Tasks to perform »
a) Reproduce the part of the infinite-loop answer that opens with the words containing "typedef unsigned long" and closes with "8] &= ~(1 << ((bit) & 7)))".
b) Summarize the infinite-loop answer in two sentences.

Your program has an infinite loop in for (u_int i = 2; i*i < max; i++). i is an unsigned int so i*i wraps at 32-bit and is always less than max. Make i an ul_long.

Note that you should use simpler bit pattern from 1 to 0x80 for bit 0 to 7.

Here is a complete version:

#include <stdio.h>
#include <stdlib.h>
#include <string.h>

typedef unsigned long long ul_long;
typedef unsigned int u_int;

#define TESTBIT(a, bit)   (a[(bit) / 8] & (1 << ((bit) & 7)))
#define CLEARBIT(a, bit)  (a[(bit) / 8] &= ~(1 << ((bit) & 7)))

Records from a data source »

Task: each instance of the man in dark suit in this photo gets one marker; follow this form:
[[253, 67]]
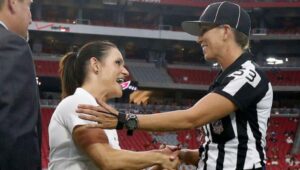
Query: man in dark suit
[[19, 100]]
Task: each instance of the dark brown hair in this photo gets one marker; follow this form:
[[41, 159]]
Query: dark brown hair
[[73, 66]]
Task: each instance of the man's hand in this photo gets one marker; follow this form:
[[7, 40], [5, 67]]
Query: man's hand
[[105, 115]]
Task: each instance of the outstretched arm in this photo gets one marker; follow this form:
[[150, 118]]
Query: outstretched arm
[[210, 108]]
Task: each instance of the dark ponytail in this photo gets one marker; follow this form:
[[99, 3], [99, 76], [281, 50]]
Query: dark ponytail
[[73, 66], [67, 74]]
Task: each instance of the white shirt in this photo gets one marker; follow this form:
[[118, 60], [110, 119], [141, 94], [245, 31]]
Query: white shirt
[[64, 155]]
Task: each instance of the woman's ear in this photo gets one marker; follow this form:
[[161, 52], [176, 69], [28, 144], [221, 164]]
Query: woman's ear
[[11, 6], [95, 65]]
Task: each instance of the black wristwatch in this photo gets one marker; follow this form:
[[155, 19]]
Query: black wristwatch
[[121, 120], [131, 123]]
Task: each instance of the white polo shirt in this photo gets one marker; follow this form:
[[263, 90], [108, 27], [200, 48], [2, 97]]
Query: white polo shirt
[[64, 155]]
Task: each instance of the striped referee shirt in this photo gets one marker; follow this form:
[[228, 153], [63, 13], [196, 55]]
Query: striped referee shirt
[[237, 141]]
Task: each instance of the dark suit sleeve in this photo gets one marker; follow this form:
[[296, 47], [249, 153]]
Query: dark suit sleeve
[[19, 101]]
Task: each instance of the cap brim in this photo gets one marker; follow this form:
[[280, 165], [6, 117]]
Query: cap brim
[[194, 27]]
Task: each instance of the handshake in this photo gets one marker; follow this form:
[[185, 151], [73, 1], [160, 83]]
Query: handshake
[[174, 156]]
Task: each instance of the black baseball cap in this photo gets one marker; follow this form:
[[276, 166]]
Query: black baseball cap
[[220, 13]]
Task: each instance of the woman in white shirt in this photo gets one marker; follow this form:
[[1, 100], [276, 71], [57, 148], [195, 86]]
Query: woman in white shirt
[[93, 74]]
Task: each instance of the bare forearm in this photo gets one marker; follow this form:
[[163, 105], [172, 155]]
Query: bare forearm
[[210, 108], [167, 121], [122, 159]]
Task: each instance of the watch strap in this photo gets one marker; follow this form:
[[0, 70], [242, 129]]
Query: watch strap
[[121, 120]]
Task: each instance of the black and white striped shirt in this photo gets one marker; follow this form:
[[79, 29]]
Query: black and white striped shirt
[[237, 141]]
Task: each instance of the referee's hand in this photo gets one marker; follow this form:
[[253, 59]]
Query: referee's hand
[[105, 115]]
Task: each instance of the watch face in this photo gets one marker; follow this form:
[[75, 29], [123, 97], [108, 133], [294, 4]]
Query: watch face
[[131, 123]]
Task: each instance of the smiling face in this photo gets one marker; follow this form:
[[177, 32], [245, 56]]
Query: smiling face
[[113, 73]]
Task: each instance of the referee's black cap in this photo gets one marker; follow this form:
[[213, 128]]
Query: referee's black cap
[[220, 13]]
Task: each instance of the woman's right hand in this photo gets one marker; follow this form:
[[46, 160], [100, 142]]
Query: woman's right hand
[[170, 160]]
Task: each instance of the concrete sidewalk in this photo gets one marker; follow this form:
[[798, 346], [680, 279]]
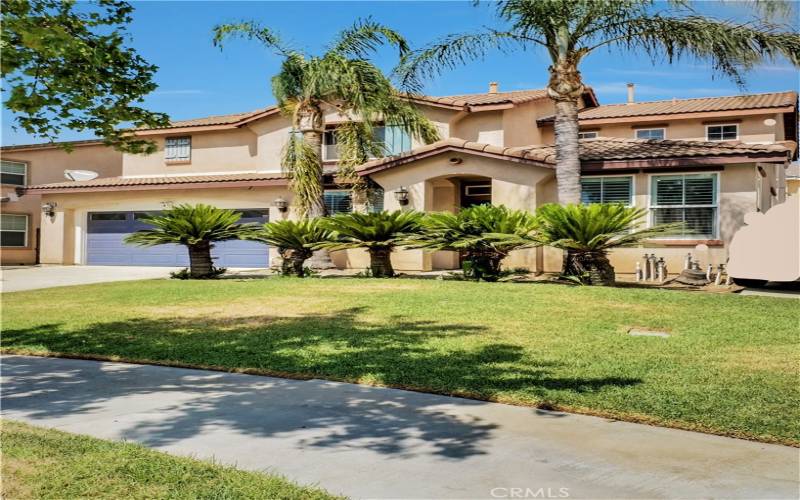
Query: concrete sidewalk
[[383, 443]]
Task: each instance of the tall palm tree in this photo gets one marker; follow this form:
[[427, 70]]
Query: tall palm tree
[[342, 79], [569, 30], [195, 226]]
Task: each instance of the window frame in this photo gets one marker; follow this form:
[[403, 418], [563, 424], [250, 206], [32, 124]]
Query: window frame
[[688, 237], [24, 175], [188, 159], [637, 130], [633, 185], [26, 232], [709, 125]]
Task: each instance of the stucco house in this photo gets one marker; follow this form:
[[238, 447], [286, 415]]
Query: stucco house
[[707, 161]]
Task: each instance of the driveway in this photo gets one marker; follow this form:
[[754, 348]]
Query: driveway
[[369, 442], [17, 278]]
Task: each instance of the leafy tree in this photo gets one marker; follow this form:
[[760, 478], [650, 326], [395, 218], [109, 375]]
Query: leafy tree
[[197, 227], [378, 232], [343, 79], [65, 66], [293, 239], [482, 234], [588, 232], [570, 30]]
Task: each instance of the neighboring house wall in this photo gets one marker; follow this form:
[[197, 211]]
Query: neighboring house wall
[[44, 165]]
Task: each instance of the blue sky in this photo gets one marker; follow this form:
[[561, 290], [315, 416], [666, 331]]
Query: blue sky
[[196, 79]]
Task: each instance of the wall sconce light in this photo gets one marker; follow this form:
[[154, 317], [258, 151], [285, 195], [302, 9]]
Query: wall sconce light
[[281, 204], [49, 209], [401, 195]]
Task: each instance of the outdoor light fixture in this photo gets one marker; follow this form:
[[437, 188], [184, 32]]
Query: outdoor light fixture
[[49, 209], [281, 204], [401, 195]]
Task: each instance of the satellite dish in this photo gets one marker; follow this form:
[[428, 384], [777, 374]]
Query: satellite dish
[[80, 175]]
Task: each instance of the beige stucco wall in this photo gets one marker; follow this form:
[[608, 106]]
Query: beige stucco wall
[[752, 129], [47, 165]]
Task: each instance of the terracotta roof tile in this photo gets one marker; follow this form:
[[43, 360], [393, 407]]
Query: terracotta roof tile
[[598, 149], [696, 105], [107, 182]]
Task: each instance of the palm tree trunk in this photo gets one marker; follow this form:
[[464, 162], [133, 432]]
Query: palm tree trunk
[[200, 263], [380, 262], [568, 164]]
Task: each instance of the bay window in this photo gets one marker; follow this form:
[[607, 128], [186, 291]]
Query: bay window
[[688, 198]]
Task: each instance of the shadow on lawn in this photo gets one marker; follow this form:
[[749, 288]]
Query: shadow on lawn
[[343, 345]]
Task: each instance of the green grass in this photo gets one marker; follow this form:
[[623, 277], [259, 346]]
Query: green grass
[[41, 464], [730, 366]]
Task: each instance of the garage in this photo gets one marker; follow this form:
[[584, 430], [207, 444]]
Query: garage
[[105, 245]]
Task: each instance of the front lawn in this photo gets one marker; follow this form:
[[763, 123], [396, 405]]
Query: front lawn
[[40, 464], [730, 365]]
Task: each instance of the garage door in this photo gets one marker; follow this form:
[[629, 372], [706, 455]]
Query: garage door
[[106, 233]]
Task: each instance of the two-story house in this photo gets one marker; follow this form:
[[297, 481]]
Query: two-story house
[[703, 161]]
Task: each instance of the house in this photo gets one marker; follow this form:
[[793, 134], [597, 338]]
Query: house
[[706, 161]]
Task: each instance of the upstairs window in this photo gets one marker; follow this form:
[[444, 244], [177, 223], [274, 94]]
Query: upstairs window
[[691, 199], [14, 173], [178, 149], [658, 134], [338, 201], [607, 190], [722, 132], [13, 230]]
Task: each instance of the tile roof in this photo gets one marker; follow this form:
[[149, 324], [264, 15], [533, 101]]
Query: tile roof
[[156, 181], [598, 149], [696, 105]]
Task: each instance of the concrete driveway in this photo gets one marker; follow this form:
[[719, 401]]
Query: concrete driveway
[[18, 278], [369, 442]]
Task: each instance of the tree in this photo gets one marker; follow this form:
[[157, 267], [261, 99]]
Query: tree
[[483, 234], [197, 227], [293, 239], [378, 232], [569, 30], [343, 79], [66, 66], [588, 232]]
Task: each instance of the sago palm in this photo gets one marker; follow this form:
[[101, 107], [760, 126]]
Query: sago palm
[[378, 232], [474, 233], [195, 226], [569, 30], [588, 232], [341, 79], [293, 240]]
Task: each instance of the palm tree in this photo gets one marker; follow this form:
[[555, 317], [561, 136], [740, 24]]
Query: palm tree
[[483, 234], [588, 232], [378, 232], [342, 79], [569, 30], [195, 226], [293, 239]]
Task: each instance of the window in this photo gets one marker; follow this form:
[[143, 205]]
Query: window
[[722, 132], [337, 202], [607, 190], [651, 133], [393, 139], [13, 172], [13, 230], [690, 198], [178, 149]]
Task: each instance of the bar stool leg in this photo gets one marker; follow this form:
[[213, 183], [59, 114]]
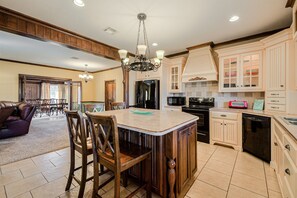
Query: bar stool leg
[[148, 176], [83, 176], [117, 184], [71, 170], [96, 177]]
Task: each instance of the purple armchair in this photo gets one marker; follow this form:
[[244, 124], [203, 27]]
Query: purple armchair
[[15, 119]]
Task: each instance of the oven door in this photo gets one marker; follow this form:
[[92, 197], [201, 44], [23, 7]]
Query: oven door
[[202, 123]]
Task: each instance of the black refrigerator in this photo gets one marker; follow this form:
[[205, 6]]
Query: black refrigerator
[[147, 94]]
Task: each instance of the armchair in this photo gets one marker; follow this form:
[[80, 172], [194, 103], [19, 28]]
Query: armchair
[[15, 119]]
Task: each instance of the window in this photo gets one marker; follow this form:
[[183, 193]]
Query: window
[[54, 91]]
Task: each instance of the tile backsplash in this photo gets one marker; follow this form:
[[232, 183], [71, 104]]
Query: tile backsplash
[[211, 89]]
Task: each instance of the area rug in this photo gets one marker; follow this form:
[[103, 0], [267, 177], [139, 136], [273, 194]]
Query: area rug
[[45, 135]]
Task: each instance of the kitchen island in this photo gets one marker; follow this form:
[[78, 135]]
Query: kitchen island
[[173, 140]]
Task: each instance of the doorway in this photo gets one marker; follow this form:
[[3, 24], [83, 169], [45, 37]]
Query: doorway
[[110, 93]]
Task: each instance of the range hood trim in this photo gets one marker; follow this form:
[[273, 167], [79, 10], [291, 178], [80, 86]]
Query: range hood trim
[[200, 58]]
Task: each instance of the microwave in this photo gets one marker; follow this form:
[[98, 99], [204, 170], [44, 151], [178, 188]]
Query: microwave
[[176, 101]]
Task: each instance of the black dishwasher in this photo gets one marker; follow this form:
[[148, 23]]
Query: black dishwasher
[[256, 136]]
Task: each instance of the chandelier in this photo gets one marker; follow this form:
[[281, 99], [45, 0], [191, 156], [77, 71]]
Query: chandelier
[[86, 76], [142, 61]]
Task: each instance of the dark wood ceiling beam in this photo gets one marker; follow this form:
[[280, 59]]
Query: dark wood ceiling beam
[[290, 3], [17, 23]]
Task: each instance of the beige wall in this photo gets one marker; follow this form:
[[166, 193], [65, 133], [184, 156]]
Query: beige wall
[[9, 74], [101, 77]]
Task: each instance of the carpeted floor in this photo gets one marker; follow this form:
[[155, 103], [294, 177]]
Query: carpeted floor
[[45, 135]]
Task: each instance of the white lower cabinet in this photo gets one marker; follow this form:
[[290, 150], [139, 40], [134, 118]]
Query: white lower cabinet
[[225, 128], [284, 148]]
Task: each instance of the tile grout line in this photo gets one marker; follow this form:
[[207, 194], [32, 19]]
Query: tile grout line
[[266, 183], [232, 174]]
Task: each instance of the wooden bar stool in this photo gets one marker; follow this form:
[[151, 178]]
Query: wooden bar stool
[[116, 156], [117, 105], [78, 142]]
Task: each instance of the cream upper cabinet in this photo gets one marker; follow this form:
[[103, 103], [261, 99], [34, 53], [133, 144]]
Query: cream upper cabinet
[[174, 78], [241, 68], [276, 67]]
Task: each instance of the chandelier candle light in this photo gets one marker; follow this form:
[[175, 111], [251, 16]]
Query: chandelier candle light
[[142, 61], [86, 76]]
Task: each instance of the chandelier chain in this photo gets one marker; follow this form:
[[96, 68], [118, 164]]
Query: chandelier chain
[[138, 36], [146, 40]]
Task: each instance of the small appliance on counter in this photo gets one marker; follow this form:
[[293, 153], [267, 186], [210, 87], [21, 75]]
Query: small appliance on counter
[[176, 101], [238, 104]]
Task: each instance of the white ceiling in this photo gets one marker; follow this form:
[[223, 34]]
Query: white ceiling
[[174, 24], [14, 47]]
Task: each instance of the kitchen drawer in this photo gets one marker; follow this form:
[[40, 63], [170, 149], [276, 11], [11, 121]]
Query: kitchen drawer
[[276, 94], [275, 107], [290, 148], [224, 115], [278, 101], [278, 130], [290, 175]]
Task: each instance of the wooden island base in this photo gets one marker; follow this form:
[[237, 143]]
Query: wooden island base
[[174, 159]]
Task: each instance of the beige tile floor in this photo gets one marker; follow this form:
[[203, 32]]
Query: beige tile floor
[[223, 172]]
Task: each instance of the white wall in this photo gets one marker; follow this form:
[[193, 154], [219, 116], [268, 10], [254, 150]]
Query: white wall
[[101, 77]]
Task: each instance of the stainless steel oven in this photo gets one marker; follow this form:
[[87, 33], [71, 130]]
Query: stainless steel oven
[[200, 108]]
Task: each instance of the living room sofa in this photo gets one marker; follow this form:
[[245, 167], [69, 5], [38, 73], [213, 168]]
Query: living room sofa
[[15, 118]]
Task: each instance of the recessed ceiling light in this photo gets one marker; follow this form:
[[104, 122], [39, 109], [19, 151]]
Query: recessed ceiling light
[[234, 18], [110, 30], [79, 3]]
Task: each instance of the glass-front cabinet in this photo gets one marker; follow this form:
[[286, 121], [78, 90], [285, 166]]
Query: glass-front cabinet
[[230, 72], [175, 72], [241, 72]]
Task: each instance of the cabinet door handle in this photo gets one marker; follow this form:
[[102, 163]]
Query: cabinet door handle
[[287, 171], [288, 147]]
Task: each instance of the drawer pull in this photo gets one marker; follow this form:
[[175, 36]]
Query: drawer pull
[[288, 147], [287, 171]]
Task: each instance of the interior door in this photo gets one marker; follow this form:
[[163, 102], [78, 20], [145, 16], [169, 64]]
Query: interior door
[[75, 95], [110, 93]]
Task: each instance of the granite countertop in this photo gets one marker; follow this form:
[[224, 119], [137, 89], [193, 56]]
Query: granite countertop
[[248, 111], [157, 124], [292, 129]]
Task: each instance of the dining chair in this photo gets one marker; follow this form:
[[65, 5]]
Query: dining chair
[[80, 143], [118, 105], [115, 155]]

Answers for the tasks »
a)
typedef unsigned long long ul_long;
typedef unsigned int u_int;

#define TESTBIT(a, bit)   (a[(bit) / 8] & (1 << ((bit) & 7)))
#define CLEARBIT(a, bit)  (a[(bit) / 8] &= ~(1 << ((bit) & 7)))

b) The program has an infinite loop because i is an unsigned int, so i*i wraps at 32 bits and always stays below max, and the fix is to make i an ul_long. The answer also recommends a simpler bit pattern from 1 to 0x80 for bits 0 to 7, and it offers a complete version that starts with include lines, type definitions and the TESTBIT and CLEARBIT macros.